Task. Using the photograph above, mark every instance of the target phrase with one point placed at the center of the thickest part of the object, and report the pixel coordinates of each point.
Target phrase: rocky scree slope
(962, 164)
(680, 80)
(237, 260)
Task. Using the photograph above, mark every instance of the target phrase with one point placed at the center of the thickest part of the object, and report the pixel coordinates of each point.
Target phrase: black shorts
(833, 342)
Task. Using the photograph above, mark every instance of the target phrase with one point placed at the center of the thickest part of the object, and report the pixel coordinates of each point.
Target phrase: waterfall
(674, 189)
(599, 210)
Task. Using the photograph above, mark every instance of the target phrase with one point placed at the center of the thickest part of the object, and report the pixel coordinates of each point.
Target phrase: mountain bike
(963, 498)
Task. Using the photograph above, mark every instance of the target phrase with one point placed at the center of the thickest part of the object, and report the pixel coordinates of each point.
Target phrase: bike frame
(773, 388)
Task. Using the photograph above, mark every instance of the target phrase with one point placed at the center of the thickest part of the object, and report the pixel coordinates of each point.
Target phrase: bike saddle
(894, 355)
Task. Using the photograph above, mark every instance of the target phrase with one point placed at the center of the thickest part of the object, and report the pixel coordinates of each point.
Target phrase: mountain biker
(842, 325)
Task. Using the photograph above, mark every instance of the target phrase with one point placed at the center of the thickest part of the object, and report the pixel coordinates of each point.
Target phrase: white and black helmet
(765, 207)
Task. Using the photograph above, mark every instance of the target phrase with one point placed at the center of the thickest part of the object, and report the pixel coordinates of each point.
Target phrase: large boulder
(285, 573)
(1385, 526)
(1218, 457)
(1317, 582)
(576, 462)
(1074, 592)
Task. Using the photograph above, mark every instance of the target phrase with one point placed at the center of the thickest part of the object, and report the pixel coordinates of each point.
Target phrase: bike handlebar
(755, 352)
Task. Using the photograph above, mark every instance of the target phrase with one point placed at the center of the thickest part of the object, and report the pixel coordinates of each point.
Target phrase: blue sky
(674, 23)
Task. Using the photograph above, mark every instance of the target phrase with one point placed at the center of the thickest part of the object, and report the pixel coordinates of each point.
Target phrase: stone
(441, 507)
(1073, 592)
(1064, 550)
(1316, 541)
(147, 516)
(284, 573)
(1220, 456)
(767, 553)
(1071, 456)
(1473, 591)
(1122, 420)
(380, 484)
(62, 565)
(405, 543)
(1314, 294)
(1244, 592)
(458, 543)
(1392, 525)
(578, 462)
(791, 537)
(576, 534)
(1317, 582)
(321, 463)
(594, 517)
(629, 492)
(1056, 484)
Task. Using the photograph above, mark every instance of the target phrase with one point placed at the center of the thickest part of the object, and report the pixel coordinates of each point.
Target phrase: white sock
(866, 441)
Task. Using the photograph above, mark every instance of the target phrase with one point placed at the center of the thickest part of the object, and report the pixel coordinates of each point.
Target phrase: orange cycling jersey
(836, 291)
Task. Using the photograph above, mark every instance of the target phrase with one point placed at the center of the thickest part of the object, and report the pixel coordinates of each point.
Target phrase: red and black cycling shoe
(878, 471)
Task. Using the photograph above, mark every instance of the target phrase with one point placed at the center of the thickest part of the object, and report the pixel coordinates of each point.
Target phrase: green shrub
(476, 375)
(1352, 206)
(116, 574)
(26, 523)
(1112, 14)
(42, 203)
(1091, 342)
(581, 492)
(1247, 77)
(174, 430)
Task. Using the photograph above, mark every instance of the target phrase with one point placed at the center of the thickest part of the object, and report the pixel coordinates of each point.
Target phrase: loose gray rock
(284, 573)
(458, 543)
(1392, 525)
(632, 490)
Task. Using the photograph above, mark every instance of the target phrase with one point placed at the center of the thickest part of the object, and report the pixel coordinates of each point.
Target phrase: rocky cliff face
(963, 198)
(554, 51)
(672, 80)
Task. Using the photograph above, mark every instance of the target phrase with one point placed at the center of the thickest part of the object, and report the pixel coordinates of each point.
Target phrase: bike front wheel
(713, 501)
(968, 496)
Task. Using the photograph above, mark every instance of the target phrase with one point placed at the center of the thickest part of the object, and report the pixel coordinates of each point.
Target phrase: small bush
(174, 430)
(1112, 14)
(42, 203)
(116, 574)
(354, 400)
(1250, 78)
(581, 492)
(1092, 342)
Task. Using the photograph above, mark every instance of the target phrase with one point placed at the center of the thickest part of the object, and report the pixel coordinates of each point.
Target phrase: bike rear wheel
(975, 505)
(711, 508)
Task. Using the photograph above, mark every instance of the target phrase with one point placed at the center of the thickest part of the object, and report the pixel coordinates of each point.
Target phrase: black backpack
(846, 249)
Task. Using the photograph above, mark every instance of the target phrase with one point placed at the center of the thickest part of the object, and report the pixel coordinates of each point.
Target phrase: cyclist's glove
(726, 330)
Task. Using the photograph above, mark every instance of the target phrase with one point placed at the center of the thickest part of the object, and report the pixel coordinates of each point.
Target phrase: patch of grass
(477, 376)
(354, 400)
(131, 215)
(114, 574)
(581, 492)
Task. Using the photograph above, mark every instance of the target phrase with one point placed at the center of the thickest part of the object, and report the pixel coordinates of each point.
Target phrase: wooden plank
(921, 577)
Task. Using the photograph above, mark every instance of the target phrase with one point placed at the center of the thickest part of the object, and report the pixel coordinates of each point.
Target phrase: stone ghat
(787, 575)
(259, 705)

****

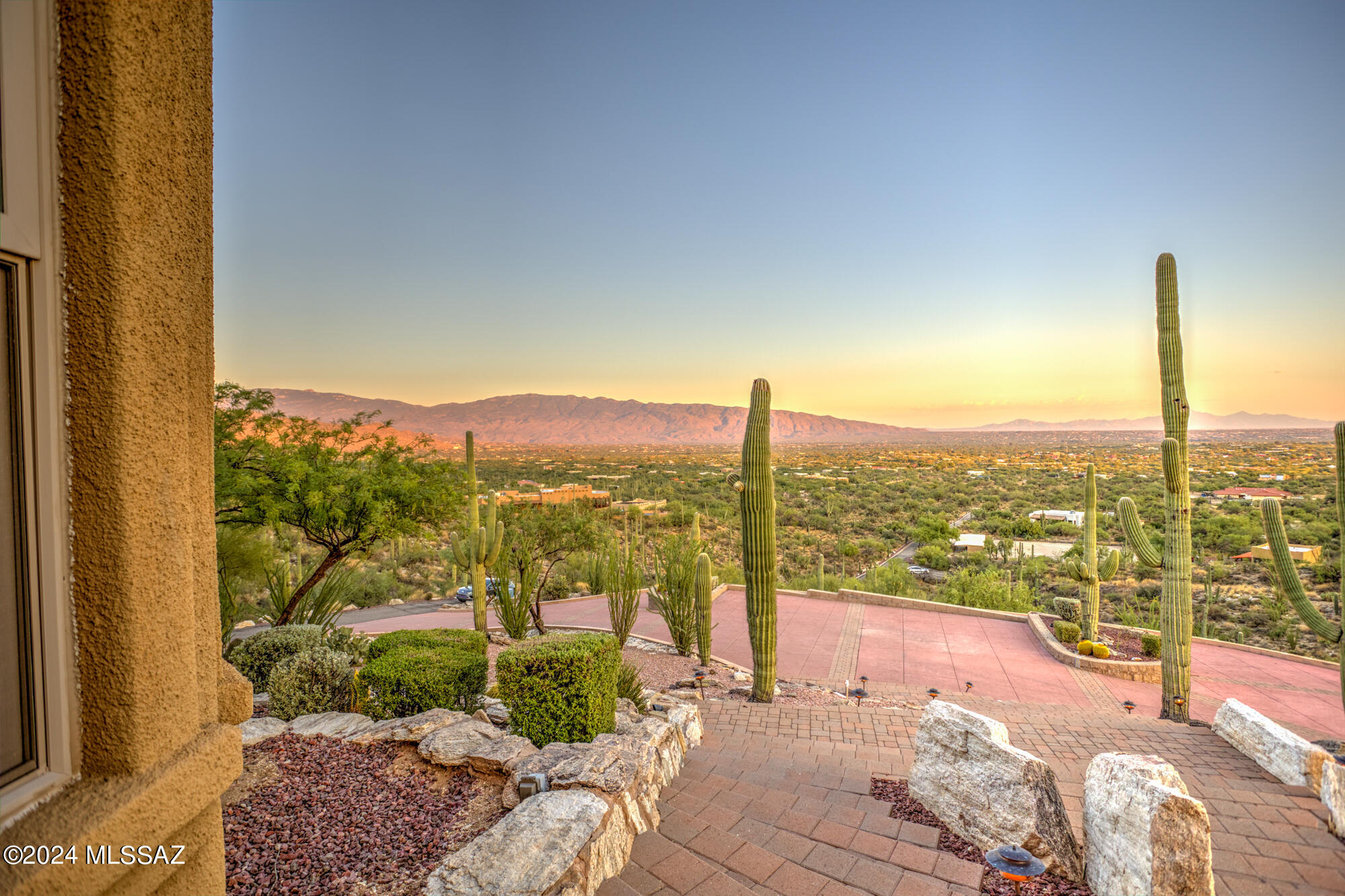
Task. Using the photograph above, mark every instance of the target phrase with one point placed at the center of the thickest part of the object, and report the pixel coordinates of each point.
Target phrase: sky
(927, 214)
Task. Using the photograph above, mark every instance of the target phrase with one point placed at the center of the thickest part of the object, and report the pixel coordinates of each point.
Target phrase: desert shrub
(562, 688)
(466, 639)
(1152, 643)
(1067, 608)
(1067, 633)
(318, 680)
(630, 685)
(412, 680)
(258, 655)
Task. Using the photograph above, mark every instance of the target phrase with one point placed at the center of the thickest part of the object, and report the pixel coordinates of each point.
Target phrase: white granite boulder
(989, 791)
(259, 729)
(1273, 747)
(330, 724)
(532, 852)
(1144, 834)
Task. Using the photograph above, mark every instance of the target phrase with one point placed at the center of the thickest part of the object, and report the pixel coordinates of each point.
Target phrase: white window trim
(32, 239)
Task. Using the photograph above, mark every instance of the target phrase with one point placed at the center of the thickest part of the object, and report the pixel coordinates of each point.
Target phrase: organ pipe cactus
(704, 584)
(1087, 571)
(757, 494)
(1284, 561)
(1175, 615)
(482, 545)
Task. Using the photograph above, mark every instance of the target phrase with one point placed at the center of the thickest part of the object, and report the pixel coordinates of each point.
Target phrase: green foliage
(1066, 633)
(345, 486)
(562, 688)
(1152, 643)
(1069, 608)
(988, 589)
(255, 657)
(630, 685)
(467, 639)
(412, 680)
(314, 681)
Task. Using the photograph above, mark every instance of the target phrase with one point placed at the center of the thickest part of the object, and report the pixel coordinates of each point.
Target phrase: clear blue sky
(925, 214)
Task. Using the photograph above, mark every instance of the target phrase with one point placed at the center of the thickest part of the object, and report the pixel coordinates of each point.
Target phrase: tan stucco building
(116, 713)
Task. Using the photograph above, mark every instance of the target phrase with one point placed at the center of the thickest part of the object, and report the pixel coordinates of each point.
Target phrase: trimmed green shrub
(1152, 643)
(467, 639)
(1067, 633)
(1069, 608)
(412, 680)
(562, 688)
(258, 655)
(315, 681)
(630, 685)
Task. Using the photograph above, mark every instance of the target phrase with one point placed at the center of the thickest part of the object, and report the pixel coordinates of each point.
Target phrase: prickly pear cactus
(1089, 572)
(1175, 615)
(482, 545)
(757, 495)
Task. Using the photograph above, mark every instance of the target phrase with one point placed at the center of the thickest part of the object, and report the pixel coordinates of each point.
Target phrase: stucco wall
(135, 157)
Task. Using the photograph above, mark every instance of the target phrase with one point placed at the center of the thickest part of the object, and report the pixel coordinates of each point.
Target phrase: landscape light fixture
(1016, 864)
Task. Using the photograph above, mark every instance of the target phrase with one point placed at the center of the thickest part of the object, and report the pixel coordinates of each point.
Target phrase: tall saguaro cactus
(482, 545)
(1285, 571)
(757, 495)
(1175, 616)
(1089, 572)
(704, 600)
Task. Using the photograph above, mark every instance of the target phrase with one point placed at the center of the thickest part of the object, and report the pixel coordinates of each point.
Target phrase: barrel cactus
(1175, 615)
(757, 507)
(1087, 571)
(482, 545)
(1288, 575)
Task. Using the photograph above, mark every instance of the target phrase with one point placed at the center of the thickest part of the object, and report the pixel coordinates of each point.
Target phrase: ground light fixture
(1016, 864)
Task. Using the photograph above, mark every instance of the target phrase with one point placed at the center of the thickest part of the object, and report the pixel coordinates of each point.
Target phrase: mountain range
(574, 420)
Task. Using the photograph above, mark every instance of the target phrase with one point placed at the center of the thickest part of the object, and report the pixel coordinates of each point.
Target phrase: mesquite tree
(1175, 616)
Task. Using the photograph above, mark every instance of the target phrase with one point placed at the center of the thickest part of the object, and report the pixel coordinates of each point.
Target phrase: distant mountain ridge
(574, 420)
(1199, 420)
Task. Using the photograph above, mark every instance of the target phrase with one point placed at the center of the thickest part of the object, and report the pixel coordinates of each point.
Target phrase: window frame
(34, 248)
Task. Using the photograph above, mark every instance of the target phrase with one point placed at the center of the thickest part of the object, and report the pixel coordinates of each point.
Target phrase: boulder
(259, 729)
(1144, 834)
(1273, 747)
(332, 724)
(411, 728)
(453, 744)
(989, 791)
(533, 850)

****

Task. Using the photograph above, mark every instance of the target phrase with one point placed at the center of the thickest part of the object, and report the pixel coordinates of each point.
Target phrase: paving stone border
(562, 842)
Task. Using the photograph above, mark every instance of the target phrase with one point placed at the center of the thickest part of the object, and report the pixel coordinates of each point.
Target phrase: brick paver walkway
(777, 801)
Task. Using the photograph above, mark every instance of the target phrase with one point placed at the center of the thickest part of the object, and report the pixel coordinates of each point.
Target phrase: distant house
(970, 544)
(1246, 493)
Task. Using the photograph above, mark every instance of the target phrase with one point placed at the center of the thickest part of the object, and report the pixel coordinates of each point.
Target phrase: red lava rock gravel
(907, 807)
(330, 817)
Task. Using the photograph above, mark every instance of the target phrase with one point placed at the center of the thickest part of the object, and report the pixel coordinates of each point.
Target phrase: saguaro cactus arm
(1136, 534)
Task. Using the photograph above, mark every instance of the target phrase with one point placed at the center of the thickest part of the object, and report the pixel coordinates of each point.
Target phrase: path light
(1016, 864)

****

• TASK REQUIREMENTS
Pick out every line of the material above that contains the word "shrub", and copy each one. Treat the match as case-sensitive.

• EXPECTED ANSWER
Target phrase: green shrub
Target phrase: desert shrub
Target phrase: trimmed green shrub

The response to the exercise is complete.